START EXTRACTED ENTRIES
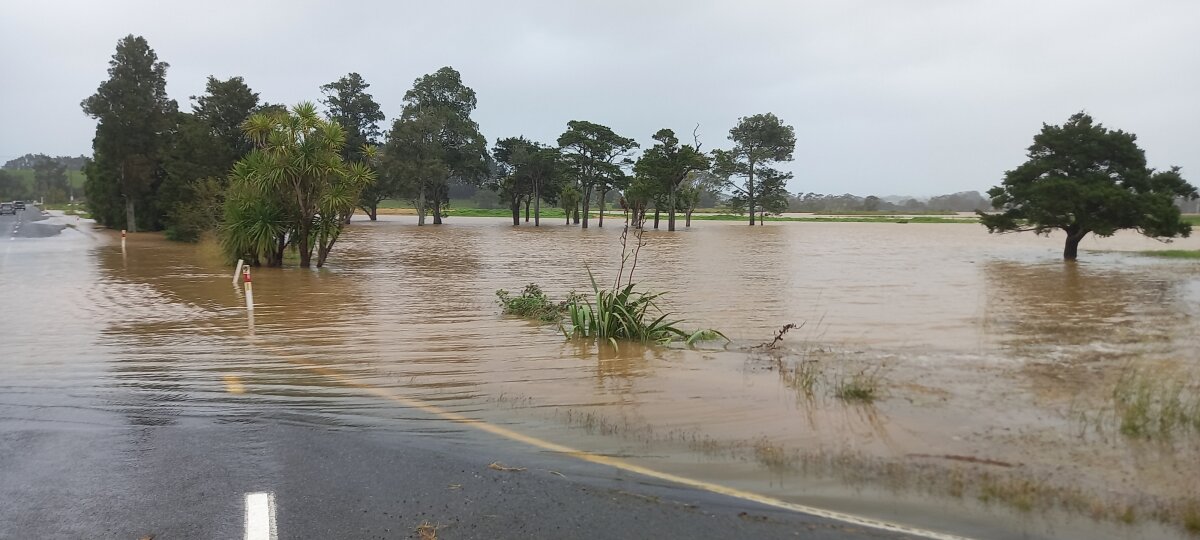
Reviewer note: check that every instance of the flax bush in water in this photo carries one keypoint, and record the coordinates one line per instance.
(621, 313)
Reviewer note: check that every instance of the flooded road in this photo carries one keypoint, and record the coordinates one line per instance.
(994, 363)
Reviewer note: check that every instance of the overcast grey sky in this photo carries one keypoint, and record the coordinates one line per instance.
(887, 97)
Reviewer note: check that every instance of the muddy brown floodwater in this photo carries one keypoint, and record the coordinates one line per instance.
(993, 370)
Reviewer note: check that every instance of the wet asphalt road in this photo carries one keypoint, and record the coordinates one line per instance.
(25, 225)
(72, 466)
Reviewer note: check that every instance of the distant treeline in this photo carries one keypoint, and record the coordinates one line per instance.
(40, 177)
(29, 162)
(960, 202)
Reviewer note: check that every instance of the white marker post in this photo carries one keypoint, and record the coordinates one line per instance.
(250, 291)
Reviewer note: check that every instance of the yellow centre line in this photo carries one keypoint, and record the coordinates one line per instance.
(621, 463)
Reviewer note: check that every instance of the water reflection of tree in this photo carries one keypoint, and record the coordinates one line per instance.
(1035, 307)
(1075, 324)
(174, 325)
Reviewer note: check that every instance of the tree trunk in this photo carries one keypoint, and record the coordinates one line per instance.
(671, 209)
(305, 247)
(537, 207)
(750, 191)
(587, 205)
(324, 249)
(131, 220)
(281, 246)
(420, 207)
(604, 195)
(1071, 252)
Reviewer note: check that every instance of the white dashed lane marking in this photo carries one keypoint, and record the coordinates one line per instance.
(261, 516)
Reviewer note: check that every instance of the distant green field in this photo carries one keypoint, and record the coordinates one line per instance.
(406, 203)
(75, 177)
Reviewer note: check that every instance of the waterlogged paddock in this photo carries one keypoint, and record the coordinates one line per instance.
(941, 377)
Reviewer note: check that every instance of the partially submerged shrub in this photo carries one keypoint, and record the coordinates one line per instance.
(625, 315)
(622, 313)
(533, 304)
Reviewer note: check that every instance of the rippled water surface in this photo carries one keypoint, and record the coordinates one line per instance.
(989, 352)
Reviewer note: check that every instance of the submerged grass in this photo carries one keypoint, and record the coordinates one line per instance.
(862, 385)
(1156, 406)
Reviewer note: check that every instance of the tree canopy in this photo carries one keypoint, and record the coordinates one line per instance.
(529, 172)
(359, 114)
(667, 165)
(133, 115)
(759, 142)
(594, 155)
(294, 187)
(1083, 178)
(436, 139)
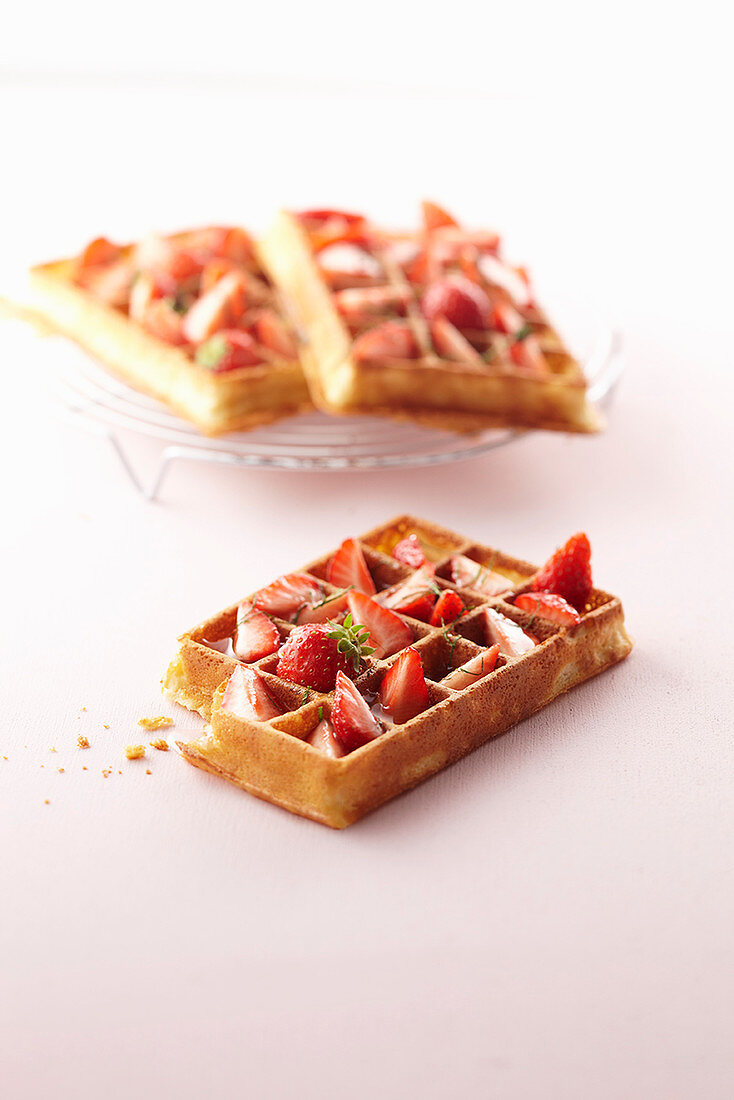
END EXTRACTED ENTRIES
Count the lines in the records that contain the word "road" and give only that number.

ANSWER TO THE TASK: 2